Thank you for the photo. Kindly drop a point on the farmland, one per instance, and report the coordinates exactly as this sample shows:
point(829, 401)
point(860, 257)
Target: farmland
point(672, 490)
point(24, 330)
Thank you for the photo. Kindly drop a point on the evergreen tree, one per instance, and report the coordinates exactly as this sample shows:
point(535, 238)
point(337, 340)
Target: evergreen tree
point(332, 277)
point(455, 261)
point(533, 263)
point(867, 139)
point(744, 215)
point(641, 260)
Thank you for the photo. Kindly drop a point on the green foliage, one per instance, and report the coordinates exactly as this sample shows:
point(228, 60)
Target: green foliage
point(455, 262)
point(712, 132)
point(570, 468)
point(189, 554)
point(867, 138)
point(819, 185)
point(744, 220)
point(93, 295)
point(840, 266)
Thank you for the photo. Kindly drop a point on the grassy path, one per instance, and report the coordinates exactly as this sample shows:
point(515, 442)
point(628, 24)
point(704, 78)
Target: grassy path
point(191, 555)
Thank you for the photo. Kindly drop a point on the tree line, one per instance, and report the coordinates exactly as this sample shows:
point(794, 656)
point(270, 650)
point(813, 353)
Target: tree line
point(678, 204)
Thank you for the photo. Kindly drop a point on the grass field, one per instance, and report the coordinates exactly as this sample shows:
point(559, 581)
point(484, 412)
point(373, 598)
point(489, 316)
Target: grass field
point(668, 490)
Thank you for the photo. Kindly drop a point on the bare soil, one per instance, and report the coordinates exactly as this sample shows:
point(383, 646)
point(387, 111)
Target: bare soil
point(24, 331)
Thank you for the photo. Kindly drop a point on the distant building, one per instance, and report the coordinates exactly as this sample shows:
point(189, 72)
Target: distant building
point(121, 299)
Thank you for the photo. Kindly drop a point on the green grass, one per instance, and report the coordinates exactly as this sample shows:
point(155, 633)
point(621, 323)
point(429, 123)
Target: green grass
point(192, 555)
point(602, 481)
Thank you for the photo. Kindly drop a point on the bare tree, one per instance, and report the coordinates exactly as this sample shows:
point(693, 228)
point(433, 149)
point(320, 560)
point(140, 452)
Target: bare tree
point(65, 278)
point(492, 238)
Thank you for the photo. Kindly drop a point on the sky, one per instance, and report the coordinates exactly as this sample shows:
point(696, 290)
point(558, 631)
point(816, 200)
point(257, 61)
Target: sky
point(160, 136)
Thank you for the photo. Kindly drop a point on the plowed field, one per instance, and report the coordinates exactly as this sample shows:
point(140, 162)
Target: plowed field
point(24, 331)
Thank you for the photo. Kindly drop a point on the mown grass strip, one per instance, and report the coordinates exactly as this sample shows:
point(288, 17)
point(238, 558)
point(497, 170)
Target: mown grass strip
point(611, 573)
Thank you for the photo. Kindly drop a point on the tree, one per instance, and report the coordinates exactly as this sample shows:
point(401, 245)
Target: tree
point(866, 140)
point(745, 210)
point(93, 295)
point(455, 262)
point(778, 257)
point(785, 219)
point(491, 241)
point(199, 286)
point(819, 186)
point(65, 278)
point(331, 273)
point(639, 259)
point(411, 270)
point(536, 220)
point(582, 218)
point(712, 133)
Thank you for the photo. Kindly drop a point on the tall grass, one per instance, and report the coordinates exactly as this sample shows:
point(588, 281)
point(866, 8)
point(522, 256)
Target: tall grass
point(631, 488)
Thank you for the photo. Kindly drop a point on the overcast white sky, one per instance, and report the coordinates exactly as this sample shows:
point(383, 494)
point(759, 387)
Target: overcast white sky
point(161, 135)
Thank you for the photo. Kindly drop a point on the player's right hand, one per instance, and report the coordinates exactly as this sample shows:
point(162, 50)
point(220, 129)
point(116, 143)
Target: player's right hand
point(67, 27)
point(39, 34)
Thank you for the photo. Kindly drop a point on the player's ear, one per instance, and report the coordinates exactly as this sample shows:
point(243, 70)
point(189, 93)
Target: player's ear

======

- Your task: Reproduce all of the material above with every "Kindly" changed to "Please", keeping everything else the same.

- Task output:
Thank you for the photo. Please drop a point on the farmland, one per instance, and report the coordinates exactly as this sample shows:
point(829, 401)
point(860, 257)
Target: farmland
point(672, 490)
point(24, 330)
Thank you for the photo. Please drop a point on the evergreen tree, one per instance, and report the coordinates exactly as this sample shows:
point(535, 238)
point(337, 340)
Target: evergreen tree
point(332, 277)
point(455, 261)
point(533, 263)
point(867, 139)
point(744, 215)
point(641, 260)
Thank you for the photo. Please drop a point on the green foliage, one per instance, and report the coordinates exactly as this sample shows:
point(228, 60)
Target: green foliage
point(455, 262)
point(712, 132)
point(570, 468)
point(189, 554)
point(867, 138)
point(819, 185)
point(744, 220)
point(93, 295)
point(840, 266)
Thank you for the photo. Please drop a point on the grassy path, one per instance, and report the coordinates exactly as this sample shows:
point(515, 442)
point(628, 24)
point(704, 78)
Target: grassy path
point(191, 555)
Thank you for the photo. Please drop a point on the tree line, one per instance, and report the coordinates exactly as this sample shows:
point(794, 656)
point(270, 650)
point(813, 353)
Target: tree line
point(678, 204)
Thank you for the photo. Please drop a point on the grass field, one per instance, and report the coordinates exactly as this sample shows:
point(559, 581)
point(484, 412)
point(373, 598)
point(489, 316)
Target: grass field
point(668, 490)
Thank you for the photo. Please drop a point on the bare soil, one per instance, and report the coordinates exactly as this sample shows:
point(383, 646)
point(387, 111)
Target: bare soil
point(24, 331)
Thank you for the photo. Please drop a point on the distant building, one per instance, and report the coordinates exactly as this sample shows:
point(189, 72)
Target: distant building
point(121, 299)
Thank you for the photo. Please drop a point on the green grass, one per instance, and report the coordinates exactly as this sample shows:
point(155, 633)
point(621, 323)
point(429, 123)
Target: green grass
point(192, 555)
point(602, 481)
Thank you for the photo. Please drop a point on the bare tree, one per instance, and report the coordinates exactly as this sample shows:
point(693, 228)
point(433, 149)
point(320, 560)
point(140, 452)
Target: bare tree
point(65, 278)
point(492, 238)
Thank you for the photo. Please drop a point on the sky, one per instance, and report the coordinates exactly as this sample shows:
point(696, 290)
point(558, 631)
point(816, 200)
point(257, 61)
Target: sky
point(160, 136)
Thank you for the photo. Please drop a point on the plowed field, one per instance, and report the coordinates exactly as this sample shows:
point(140, 162)
Target: plowed field
point(24, 331)
Thank you for the photo. Please drop a point on the mown grass strip, one per instance, and report the coordinates exactly as this sample shows:
point(288, 17)
point(238, 558)
point(497, 170)
Target: mown grass strip
point(611, 573)
Thank you for the photo. Please drop a point on the tree, one per instance, and report the coordinates exactly as this sample shows:
point(401, 245)
Target: tree
point(866, 140)
point(745, 210)
point(93, 295)
point(455, 262)
point(778, 257)
point(785, 219)
point(491, 241)
point(199, 286)
point(819, 186)
point(65, 278)
point(331, 273)
point(639, 259)
point(411, 270)
point(536, 220)
point(582, 218)
point(712, 133)
Thank you for the photo. Please drop a point on the tall grass, one per instance, and report the coordinates exactly as this sample shows:
point(588, 281)
point(866, 8)
point(522, 256)
Target: tall grass
point(631, 488)
Thank you for the photo. Please drop a point on the overcast white sky, one per instance, and report the coordinates exactly as this sample shows:
point(383, 494)
point(759, 387)
Target: overcast white sky
point(161, 135)
Thank you for the photo. Please drop a point on the player's right hand, one per instance, and report the coordinates exactly as this sample shows:
point(162, 50)
point(220, 129)
point(116, 143)
Target: player's right hand
point(67, 27)
point(39, 34)
Thank you for the photo. Please drop a point on the player's ear, one per instance, and report the coordinates exactly as this sample shows:
point(243, 70)
point(189, 93)
Target: player's ear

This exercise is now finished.